- _About this task_: Extract, word for word, the portion of the health care reform satire between "5.ALTERNATIVE MEDICINE. The" and "limb loss; depression.", inclusive.

- _Selected excerpt_:
◆ ◆ ◆ ◆
Now, it's a proven fact that Barack Obama hates the old and infirm, sure as the flat disc of a planet we are living on is surrounded on all sides by a giant ice wall that keeps the oceans from spilling out into space, so it comes as no surprise that Democrat-sponsored legislation on health care reform would include this "final solution" to the grandmother problem.
But there are many other very important amendments to the proposed legislation that Palin failed to mention, a few of which I'd like to enlighten you with now:
1.GENE-SPLICING. A certain amount of gene splicing will be required during all inpatient surgeries, on a sliding scale of "need" determined by where the patient falls on the poverty scale. Due to the socialist nature of the plan, however, patients may not pick what animal type they will be bonded with at the molecular level. (Choice would be irrelevant at any rate, as the only species suitable for splicing to date is the hagfish; a holdover from the genome project begun by President Bill Clinton in honor of his wife.)
2.SEX CHANGES. Same-sex couples will be allowed to marry under the Obama presidency. However, under the health care plan, at least one will be required to undergo gender reassignment surgery. Couples will be given the freedom to choose which individual will receive the surgery and which will receive a small American flag stapled to a dowel rod. Also, heterosexual marriage will be outlawed. Also, the American flag will be replaced with a Chinese flag.
3.STEM CELLS. Eight full glasses a day, kids.
4.FOOD FILTERS. As the cost for dentistry has risen and foods have become more goo-oriented over time, it has been determined that teeth have become too costly to maintain and irrelevant to eating. The Obama plan calls for the removal and subsequent replacement of all teeth with a filter system typical of large marine mammals.
5.ALTERNATIVE MEDICINE. The following ailments shall only be treated through holistic medicine or, where applicable, tribal Kenyan witchdoctor: Bone deformities; hair loss; cancer; supercancer; hangnail; hysterical pregnancy; somewhat funny pregnancy; irritable bowel syndrome; "outie" bellybuttons; toe fungus; sucking chest wound; limb loss; depression.
◆ ◆ ◆ ◆
- _Input data_:
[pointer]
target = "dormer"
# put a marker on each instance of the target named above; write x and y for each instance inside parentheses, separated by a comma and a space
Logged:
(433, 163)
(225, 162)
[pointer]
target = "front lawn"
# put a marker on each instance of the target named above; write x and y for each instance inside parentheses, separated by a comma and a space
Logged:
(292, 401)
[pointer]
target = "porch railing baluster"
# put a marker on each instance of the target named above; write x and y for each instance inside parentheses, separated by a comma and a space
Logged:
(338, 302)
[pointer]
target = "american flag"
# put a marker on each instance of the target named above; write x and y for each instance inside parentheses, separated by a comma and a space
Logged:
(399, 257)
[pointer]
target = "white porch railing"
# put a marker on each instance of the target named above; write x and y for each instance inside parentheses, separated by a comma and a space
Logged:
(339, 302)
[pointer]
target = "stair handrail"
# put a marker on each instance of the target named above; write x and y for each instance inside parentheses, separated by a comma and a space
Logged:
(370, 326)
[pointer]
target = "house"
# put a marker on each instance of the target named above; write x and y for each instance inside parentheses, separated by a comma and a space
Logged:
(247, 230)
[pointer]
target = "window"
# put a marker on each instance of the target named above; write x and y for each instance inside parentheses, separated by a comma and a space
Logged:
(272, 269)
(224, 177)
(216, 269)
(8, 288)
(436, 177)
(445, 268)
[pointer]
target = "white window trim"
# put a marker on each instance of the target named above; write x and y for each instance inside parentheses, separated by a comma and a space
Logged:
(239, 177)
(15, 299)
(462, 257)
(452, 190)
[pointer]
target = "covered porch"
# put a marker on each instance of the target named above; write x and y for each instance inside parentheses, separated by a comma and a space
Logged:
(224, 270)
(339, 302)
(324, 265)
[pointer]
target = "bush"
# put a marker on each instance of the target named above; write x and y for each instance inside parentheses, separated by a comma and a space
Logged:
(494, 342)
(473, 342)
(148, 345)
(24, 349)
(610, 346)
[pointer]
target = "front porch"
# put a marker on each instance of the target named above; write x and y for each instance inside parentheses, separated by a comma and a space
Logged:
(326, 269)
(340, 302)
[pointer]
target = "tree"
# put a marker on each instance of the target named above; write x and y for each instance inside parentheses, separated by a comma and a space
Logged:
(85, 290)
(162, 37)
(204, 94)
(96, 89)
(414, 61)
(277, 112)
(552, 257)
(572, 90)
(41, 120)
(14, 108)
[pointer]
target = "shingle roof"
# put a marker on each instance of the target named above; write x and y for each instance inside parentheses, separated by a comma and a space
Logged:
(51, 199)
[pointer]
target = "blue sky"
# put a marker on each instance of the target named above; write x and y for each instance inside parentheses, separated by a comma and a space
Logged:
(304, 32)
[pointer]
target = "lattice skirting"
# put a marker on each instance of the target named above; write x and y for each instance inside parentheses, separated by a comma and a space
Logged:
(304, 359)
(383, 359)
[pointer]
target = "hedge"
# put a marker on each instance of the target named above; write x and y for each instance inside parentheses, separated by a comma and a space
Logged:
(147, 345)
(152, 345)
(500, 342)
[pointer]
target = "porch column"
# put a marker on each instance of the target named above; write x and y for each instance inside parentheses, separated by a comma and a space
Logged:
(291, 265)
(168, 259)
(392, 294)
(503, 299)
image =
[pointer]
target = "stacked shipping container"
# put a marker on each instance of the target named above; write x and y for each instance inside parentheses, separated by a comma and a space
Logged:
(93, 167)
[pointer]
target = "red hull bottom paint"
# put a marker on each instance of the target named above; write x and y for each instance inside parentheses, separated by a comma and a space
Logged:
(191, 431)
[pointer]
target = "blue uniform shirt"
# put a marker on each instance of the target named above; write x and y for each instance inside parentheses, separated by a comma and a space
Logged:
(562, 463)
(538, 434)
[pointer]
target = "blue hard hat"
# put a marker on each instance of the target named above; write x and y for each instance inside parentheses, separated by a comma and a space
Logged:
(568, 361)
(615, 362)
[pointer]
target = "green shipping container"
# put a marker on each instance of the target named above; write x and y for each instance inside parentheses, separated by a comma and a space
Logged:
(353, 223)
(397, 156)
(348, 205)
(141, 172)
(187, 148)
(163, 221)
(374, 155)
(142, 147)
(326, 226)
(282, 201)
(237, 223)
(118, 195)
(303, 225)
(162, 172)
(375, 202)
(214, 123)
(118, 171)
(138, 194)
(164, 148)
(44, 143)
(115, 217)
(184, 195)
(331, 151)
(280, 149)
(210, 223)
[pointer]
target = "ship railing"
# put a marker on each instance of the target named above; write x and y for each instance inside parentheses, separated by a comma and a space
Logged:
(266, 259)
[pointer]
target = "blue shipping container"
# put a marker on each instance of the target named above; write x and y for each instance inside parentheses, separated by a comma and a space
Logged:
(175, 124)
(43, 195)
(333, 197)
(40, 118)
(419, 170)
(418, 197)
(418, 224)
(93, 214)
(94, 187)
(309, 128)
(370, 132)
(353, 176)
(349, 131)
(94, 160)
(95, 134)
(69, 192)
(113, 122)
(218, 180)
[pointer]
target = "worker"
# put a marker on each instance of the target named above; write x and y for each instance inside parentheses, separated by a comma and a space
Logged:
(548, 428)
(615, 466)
◆ ◆ ◆ ◆
- _Output for this task_:
5.ALTERNATIVE MEDICINE. The following ailments shall only be treated through holistic medicine or, where applicable, tribal Kenyan witchdoctor: Bone deformities; hair loss; cancer; supercancer; hangnail; hysterical pregnancy; somewhat funny pregnancy; irritable bowel syndrome; "outie" bellybuttons; toe fungus; sucking chest wound; limb loss; depression.